Starting with the first line and ending with the one that holds "target | green bamboo foliage", retype the entries exactly.

Top of Records supplied

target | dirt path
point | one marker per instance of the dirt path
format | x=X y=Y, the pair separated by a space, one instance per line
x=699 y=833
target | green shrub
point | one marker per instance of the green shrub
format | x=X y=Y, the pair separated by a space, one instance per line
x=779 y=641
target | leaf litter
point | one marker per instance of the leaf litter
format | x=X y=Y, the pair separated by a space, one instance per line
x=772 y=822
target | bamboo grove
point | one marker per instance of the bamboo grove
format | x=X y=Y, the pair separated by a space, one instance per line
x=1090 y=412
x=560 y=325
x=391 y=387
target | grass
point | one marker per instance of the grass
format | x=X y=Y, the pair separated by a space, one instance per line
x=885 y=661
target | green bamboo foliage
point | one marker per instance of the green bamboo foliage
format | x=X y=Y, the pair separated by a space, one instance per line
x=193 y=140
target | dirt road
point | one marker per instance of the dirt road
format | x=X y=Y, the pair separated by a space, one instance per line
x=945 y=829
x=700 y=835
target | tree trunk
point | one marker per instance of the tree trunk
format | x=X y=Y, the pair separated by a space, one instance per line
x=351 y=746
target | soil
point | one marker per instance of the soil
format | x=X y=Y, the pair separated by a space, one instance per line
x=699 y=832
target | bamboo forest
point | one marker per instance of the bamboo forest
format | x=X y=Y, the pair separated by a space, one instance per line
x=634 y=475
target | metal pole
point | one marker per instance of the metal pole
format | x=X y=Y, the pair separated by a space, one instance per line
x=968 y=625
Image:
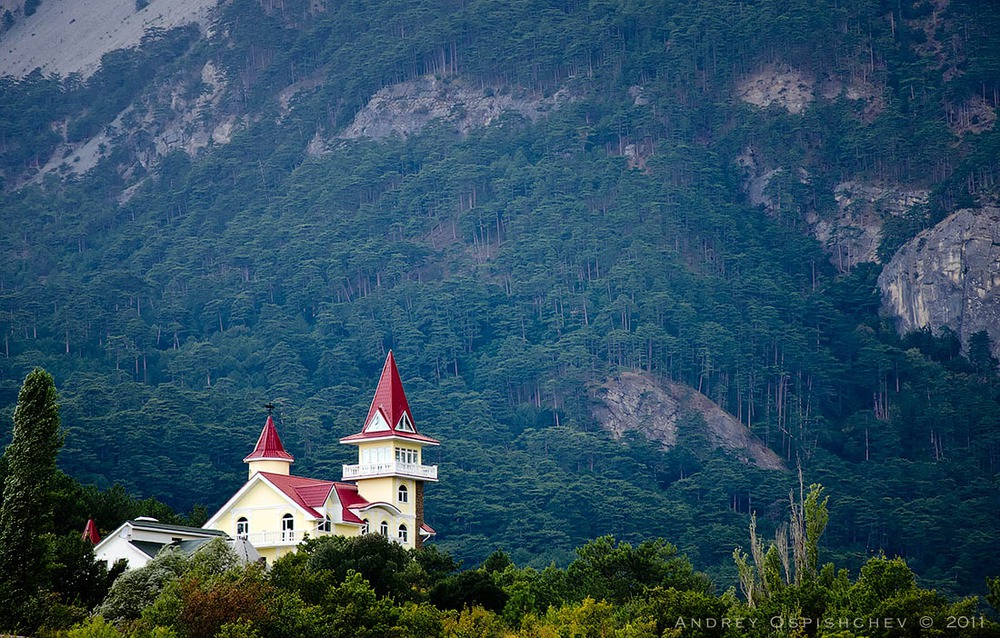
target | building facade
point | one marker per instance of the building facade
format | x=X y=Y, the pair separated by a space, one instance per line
x=381 y=494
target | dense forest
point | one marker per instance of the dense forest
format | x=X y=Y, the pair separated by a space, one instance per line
x=513 y=266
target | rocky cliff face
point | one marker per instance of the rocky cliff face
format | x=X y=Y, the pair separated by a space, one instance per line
x=948 y=275
x=405 y=108
x=637 y=402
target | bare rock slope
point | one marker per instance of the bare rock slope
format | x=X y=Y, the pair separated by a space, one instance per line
x=405 y=108
x=637 y=402
x=948 y=275
x=70 y=36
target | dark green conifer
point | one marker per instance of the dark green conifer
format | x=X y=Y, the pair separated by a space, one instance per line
x=26 y=512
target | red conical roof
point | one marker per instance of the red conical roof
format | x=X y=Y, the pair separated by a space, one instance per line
x=90 y=532
x=389 y=414
x=269 y=445
x=389 y=397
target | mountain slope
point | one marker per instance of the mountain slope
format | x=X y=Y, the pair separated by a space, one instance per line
x=510 y=263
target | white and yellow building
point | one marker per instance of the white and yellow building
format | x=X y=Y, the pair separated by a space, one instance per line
x=276 y=510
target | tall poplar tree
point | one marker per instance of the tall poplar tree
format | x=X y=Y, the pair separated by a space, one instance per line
x=26 y=512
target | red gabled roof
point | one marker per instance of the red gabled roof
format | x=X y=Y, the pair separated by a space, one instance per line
x=269 y=445
x=312 y=494
x=390 y=404
x=349 y=497
x=90 y=532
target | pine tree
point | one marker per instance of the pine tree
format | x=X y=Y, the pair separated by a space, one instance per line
x=26 y=512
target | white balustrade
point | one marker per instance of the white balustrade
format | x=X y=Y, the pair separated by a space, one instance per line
x=426 y=472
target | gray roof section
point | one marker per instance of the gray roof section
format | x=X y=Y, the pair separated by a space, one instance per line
x=166 y=527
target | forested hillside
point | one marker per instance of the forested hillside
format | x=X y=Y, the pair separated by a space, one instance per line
x=238 y=241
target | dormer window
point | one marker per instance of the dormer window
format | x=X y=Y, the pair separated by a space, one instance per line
x=377 y=424
x=405 y=425
x=407 y=455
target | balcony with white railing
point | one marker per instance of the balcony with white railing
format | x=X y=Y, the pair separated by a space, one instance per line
x=274 y=539
x=391 y=468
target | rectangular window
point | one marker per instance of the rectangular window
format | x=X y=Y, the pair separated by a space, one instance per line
x=407 y=455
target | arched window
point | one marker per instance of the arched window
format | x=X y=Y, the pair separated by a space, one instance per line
x=287 y=528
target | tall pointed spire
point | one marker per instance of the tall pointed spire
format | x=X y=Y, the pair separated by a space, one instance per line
x=389 y=402
x=90 y=532
x=389 y=415
x=269 y=454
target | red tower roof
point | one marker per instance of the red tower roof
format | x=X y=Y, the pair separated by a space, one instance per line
x=389 y=414
x=269 y=445
x=90 y=532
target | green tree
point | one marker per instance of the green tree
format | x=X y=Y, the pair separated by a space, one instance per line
x=26 y=514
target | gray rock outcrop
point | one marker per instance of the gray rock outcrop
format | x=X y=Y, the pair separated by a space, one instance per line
x=638 y=402
x=405 y=108
x=948 y=275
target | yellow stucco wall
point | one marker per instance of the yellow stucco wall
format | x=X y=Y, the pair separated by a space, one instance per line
x=264 y=507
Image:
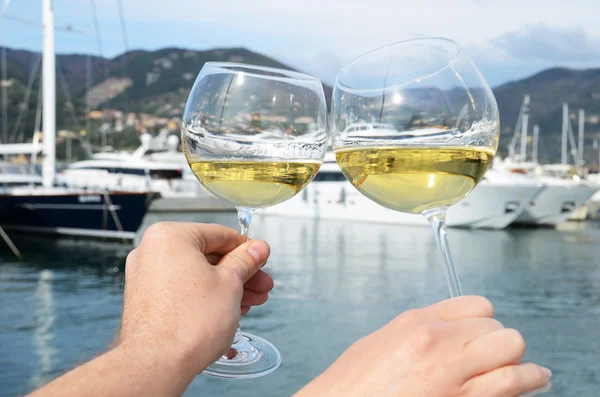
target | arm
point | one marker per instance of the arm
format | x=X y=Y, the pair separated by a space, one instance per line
x=186 y=286
x=451 y=349
x=111 y=374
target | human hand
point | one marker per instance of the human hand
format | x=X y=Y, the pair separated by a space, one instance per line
x=186 y=286
x=451 y=349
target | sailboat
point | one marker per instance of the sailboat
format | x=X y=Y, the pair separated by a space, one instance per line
x=41 y=206
x=561 y=196
x=494 y=204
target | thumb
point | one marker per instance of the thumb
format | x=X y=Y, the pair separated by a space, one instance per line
x=246 y=259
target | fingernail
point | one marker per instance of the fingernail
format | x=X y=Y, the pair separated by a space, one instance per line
x=546 y=372
x=259 y=251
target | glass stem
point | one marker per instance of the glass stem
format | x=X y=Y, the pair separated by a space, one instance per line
x=244 y=219
x=437 y=219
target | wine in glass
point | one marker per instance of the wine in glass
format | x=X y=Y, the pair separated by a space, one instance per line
x=415 y=128
x=254 y=136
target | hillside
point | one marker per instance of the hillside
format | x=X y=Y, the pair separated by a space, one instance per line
x=548 y=90
x=158 y=82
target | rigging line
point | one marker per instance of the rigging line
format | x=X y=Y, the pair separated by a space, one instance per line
x=98 y=37
x=65 y=88
x=5 y=7
x=38 y=118
x=123 y=27
x=4 y=83
x=24 y=109
x=124 y=56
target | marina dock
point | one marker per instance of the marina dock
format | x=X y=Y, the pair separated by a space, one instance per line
x=184 y=204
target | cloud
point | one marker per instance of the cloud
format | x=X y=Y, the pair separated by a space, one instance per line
x=550 y=44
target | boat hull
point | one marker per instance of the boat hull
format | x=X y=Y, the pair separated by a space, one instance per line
x=555 y=204
x=110 y=215
x=488 y=206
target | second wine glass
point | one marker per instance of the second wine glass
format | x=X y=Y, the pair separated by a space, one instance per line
x=415 y=128
x=254 y=136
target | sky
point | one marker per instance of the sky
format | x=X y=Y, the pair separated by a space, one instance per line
x=507 y=40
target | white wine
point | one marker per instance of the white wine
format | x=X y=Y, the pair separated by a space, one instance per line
x=254 y=184
x=415 y=179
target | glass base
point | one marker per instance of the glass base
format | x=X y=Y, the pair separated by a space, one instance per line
x=250 y=357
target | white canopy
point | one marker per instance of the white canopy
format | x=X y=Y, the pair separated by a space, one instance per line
x=20 y=148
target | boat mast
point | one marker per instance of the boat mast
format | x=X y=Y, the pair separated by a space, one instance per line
x=563 y=157
x=49 y=95
x=524 y=128
x=580 y=139
x=536 y=135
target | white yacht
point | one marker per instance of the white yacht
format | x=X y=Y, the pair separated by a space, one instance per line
x=33 y=204
x=559 y=200
x=156 y=165
x=495 y=203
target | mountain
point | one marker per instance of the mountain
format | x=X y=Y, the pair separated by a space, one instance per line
x=549 y=89
x=158 y=83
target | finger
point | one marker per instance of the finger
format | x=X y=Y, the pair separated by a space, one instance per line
x=246 y=259
x=260 y=282
x=212 y=238
x=508 y=381
x=451 y=309
x=252 y=298
x=213 y=259
x=494 y=350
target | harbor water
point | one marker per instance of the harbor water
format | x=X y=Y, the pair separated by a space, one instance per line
x=335 y=282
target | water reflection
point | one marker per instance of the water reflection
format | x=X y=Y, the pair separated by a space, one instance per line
x=43 y=336
x=335 y=281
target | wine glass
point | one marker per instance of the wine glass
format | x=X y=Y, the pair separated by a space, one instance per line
x=254 y=136
x=415 y=128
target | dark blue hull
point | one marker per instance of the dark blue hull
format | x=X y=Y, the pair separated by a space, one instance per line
x=112 y=215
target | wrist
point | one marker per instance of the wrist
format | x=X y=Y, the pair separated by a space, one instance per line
x=166 y=366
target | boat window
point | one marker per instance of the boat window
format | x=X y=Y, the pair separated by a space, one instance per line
x=166 y=174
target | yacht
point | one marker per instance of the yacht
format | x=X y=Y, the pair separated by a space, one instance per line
x=156 y=165
x=559 y=200
x=494 y=204
x=34 y=204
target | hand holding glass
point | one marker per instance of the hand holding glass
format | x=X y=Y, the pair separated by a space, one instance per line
x=254 y=136
x=415 y=128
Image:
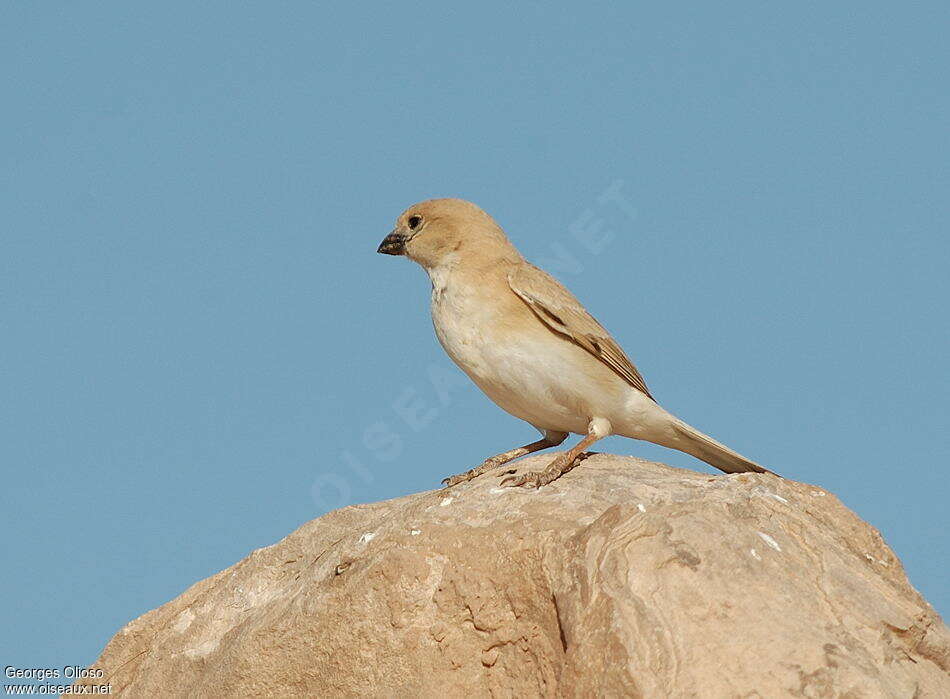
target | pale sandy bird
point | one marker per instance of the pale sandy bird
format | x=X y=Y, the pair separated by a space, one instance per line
x=531 y=346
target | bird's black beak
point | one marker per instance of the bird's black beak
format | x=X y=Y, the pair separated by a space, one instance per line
x=393 y=244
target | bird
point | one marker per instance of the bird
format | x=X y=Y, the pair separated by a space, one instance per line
x=530 y=345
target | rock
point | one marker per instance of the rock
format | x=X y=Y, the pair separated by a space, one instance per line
x=623 y=578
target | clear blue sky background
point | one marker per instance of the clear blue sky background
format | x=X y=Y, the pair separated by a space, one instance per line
x=201 y=349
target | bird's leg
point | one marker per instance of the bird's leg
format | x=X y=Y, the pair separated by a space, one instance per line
x=550 y=439
x=564 y=462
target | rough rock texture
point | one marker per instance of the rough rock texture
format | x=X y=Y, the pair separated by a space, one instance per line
x=623 y=578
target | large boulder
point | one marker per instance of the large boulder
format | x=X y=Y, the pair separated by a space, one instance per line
x=622 y=578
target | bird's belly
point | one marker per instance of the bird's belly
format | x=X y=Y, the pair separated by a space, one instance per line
x=530 y=373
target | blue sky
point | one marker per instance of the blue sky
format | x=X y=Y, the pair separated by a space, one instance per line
x=201 y=349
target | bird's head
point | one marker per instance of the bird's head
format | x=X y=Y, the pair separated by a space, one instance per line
x=435 y=231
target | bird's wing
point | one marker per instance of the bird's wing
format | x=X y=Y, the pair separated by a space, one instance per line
x=558 y=309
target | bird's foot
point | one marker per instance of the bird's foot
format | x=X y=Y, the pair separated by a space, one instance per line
x=535 y=479
x=486 y=465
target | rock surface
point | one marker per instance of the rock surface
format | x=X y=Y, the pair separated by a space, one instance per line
x=623 y=578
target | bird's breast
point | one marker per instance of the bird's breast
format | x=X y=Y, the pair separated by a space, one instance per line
x=514 y=359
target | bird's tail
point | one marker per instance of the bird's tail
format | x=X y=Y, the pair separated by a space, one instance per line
x=702 y=446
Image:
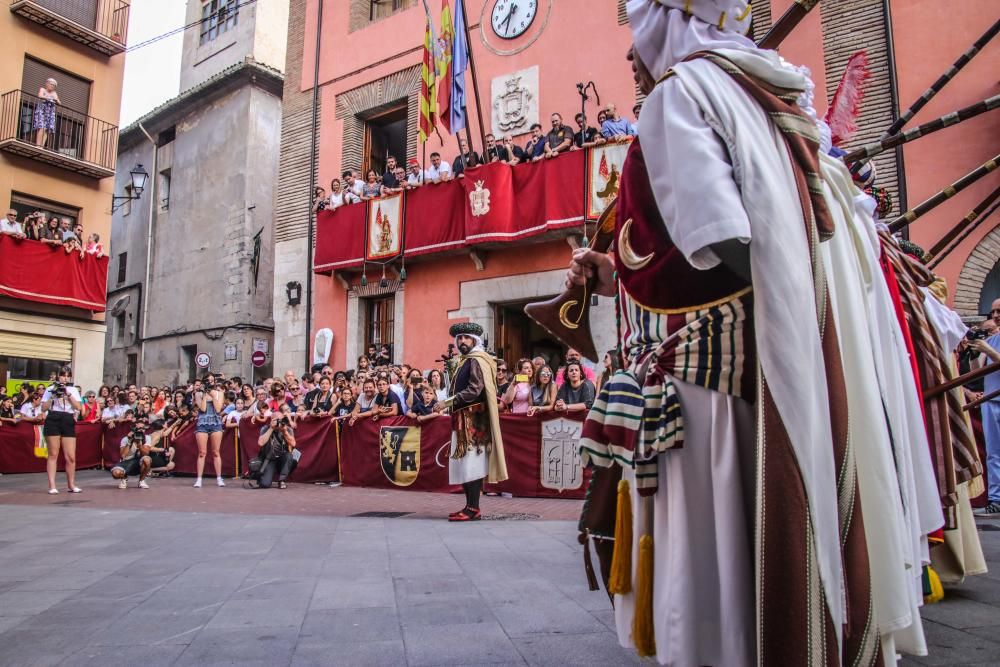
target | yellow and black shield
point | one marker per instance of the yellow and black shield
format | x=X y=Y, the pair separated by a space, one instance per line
x=399 y=450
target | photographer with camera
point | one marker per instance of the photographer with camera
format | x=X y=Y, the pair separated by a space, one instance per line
x=135 y=450
x=61 y=401
x=209 y=401
x=277 y=450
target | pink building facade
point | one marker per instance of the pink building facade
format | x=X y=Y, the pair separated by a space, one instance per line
x=366 y=106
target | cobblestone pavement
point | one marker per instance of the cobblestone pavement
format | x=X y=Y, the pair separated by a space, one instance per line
x=232 y=576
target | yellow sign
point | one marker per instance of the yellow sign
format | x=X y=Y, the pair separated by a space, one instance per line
x=399 y=451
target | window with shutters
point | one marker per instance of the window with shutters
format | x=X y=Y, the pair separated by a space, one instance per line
x=379 y=320
x=217 y=16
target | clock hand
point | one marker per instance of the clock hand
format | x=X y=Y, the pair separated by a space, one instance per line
x=510 y=14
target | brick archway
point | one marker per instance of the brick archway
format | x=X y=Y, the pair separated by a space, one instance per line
x=977 y=266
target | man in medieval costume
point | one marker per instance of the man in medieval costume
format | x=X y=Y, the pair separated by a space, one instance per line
x=476 y=444
x=729 y=418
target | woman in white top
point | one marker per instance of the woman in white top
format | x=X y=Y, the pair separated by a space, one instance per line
x=436 y=380
x=61 y=401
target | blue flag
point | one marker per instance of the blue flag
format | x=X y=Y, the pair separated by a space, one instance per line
x=459 y=63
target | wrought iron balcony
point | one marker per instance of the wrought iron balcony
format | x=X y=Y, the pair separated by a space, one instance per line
x=98 y=24
x=79 y=143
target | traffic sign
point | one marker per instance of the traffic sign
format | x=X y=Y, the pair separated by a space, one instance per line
x=258 y=358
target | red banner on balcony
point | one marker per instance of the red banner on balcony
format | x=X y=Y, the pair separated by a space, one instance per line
x=494 y=203
x=34 y=271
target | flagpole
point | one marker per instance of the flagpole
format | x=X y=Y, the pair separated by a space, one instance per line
x=475 y=83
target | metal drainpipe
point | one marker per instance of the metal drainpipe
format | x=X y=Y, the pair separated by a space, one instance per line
x=312 y=184
x=149 y=258
x=894 y=100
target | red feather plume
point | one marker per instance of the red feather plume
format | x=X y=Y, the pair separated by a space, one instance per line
x=846 y=105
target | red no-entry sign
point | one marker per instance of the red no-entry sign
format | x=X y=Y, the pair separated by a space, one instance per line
x=258 y=358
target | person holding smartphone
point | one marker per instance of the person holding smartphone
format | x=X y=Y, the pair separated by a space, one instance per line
x=517 y=398
x=61 y=401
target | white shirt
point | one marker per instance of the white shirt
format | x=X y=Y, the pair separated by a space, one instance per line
x=31 y=411
x=8 y=227
x=62 y=404
x=437 y=173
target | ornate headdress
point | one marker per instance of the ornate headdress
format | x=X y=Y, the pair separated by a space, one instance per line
x=731 y=15
x=466 y=329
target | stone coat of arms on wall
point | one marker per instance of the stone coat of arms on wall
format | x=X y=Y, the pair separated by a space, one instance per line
x=515 y=101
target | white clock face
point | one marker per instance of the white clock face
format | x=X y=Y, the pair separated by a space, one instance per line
x=511 y=18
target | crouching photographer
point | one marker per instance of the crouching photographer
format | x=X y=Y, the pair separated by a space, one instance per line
x=277 y=453
x=135 y=450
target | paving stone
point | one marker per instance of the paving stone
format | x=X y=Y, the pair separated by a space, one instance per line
x=478 y=644
x=266 y=647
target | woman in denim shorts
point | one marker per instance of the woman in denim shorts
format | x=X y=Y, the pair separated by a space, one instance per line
x=208 y=402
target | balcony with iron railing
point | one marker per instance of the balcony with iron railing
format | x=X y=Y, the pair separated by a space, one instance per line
x=78 y=142
x=98 y=24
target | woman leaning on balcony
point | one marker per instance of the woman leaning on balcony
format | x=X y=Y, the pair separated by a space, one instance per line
x=45 y=111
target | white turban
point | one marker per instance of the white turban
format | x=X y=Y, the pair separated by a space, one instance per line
x=664 y=35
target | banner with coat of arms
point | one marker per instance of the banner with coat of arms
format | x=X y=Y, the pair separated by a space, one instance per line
x=604 y=168
x=399 y=452
x=384 y=231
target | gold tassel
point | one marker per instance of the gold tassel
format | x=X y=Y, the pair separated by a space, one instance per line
x=620 y=581
x=937 y=590
x=643 y=635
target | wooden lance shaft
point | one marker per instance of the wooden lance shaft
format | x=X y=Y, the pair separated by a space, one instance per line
x=871 y=150
x=958 y=241
x=964 y=222
x=944 y=195
x=960 y=380
x=943 y=80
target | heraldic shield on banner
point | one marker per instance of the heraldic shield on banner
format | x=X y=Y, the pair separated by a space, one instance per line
x=604 y=168
x=385 y=228
x=399 y=451
x=562 y=467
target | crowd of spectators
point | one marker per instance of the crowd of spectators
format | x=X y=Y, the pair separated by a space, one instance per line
x=350 y=188
x=53 y=231
x=375 y=389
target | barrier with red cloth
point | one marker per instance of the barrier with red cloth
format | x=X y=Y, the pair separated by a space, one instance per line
x=35 y=271
x=17 y=448
x=525 y=200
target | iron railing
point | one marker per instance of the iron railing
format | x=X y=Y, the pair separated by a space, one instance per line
x=77 y=137
x=108 y=18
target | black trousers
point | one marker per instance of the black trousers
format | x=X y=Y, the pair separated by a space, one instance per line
x=282 y=466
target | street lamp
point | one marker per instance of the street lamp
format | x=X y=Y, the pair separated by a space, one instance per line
x=138 y=176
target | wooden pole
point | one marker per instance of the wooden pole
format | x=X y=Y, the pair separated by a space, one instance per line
x=871 y=150
x=958 y=241
x=475 y=85
x=943 y=195
x=784 y=25
x=982 y=399
x=964 y=222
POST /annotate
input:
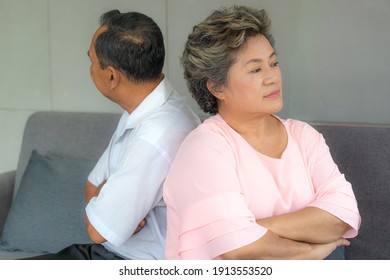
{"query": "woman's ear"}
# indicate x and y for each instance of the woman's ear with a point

Bottom of Records supplied

### [Task response]
target | dirt path
point | one marker per instance of the dirt path
format | x=X y=Y, the pair separated by a space, one instance per line
x=699 y=833
target | green shrub
point | one marker per instance of the green shrub
format | x=X y=Y, the pair separated by a space, one instance per line
x=779 y=641
target | leaf litter
point | one marker per instance of the leaf litter
format | x=X y=Y, the pair separated by a space, one instance per line
x=772 y=822
target | bamboo grove
point | one marker per instance of the bamboo grove
format | x=X y=Y, the pair separated by a space, one instance per line
x=1090 y=412
x=560 y=325
x=391 y=387
target | grass
point | one marker per instance of the grass
format | x=X y=Y, the pair separated by a space, one instance per line
x=885 y=661
target | green bamboo foliage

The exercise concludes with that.